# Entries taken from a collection
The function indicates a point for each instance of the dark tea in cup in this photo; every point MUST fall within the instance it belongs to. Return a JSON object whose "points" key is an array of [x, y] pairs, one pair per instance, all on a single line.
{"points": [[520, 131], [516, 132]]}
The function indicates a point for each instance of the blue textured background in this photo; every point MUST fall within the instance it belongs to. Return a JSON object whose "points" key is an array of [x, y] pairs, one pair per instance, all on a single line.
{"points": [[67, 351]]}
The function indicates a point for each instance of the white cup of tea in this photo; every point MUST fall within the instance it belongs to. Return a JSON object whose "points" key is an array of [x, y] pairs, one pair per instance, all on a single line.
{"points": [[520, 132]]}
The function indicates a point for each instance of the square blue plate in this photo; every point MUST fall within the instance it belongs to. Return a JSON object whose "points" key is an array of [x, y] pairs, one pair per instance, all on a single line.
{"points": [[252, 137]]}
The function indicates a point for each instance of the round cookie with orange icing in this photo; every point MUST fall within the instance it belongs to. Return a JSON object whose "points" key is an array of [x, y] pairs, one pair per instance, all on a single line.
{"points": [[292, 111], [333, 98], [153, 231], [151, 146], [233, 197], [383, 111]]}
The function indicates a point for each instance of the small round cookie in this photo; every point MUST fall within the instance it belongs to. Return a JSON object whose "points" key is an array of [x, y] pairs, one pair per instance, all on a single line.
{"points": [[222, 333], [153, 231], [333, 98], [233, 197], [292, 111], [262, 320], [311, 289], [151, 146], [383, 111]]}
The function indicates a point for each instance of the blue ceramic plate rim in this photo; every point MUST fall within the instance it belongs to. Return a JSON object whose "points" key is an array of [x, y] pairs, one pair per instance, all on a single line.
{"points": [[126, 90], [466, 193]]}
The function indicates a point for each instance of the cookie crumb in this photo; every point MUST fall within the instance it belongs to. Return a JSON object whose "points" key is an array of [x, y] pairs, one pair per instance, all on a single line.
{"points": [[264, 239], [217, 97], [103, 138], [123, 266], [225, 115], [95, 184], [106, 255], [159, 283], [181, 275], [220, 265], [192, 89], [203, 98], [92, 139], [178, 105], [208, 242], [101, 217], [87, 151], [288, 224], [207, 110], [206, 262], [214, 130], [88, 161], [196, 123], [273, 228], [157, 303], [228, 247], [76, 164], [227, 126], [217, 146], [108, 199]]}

# What the task requires
Your response needs to restate the lines above exactly.

# Written reply
The function indicates a point for each instance of the dark tea in cup in this photo; every point MUST fall within the instance it belongs to. Return a JSON object whose "points" key is an array of [x, y] pairs, one pair per instance, all on a single line.
{"points": [[520, 131], [516, 132]]}
The function indicates a point for each instance of the blue textured background in this photo; every point MUST fall within the instance it belongs to. Return a JSON object whose "points" key is an array of [x, y] pairs, one pair per instance, all on a single line.
{"points": [[67, 351]]}
The function indicates a point for each instance of the white cup of tea in this photo; every point MUST fall within the instance it belongs to. Return a JSON object whose "points" key is an array of [x, y] pairs, one pair per instance, all on a single line.
{"points": [[520, 132]]}
The function indicates a point for each instance of the square blue plate in this photo; every point MUST fall within the instance it belongs to. Return a JSON object whose "points" key is an array of [x, y] pairs, one pair per instance, all on a single line.
{"points": [[252, 137]]}
The function indicates a point for each instance of the round cookie with orange icing in this photo; every point MUST fall within the instance it belongs to. Return a JSON object whose "points" key is an array of [x, y] pairs, one pair per instance, all on a single line.
{"points": [[292, 111], [333, 98], [153, 231], [151, 146], [233, 197], [383, 111]]}
The function indicates a point for each instance of the small round cookie in this photo; every point MUST fall within the instance it belongs to. Return a JSON object whose "points" key is an array of [x, y] pairs, one pair per instance, all on a single line.
{"points": [[222, 333], [153, 231], [333, 98], [233, 197], [292, 111], [262, 320], [311, 289], [151, 146], [383, 111]]}
The function indicates a point for each instance of the blue ceramic plate rim in this photo; every point MUST fall within the instance it belongs to. Return a JSON object whose "points" key is an array of [x, y] pairs, one pair per instance, all on a single line.
{"points": [[126, 90], [466, 193]]}
The function indicates a point for each instance of the cookie crumb in this photo; every point MUST fall within the instance it belongs to. Return a JSON object whose "points" key is an array of [x, y] pairs, one pair per instance, all on a single line.
{"points": [[264, 239], [217, 97], [103, 138], [123, 266], [225, 115], [95, 184], [106, 255], [159, 283], [181, 275], [220, 265], [192, 89], [203, 98], [92, 139], [178, 105], [208, 242], [101, 217], [87, 151], [288, 224], [207, 110], [206, 262], [214, 130], [88, 161], [196, 123], [273, 228], [157, 303], [228, 247], [76, 164], [227, 126], [217, 146], [108, 199]]}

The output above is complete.